* _Directions for this task_:
Report how many lines in the following entries contain "boxes". Nothing else should be given.

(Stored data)
....................
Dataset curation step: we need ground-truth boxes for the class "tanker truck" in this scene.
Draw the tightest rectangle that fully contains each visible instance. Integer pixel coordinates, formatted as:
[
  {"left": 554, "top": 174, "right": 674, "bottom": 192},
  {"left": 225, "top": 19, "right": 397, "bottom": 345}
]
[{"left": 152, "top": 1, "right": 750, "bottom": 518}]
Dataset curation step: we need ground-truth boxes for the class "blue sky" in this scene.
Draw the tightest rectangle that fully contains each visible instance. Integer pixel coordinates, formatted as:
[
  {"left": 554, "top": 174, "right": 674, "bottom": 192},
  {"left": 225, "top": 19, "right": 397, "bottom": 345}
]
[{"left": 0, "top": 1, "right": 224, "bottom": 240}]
....................
* _Solved exercise_:
2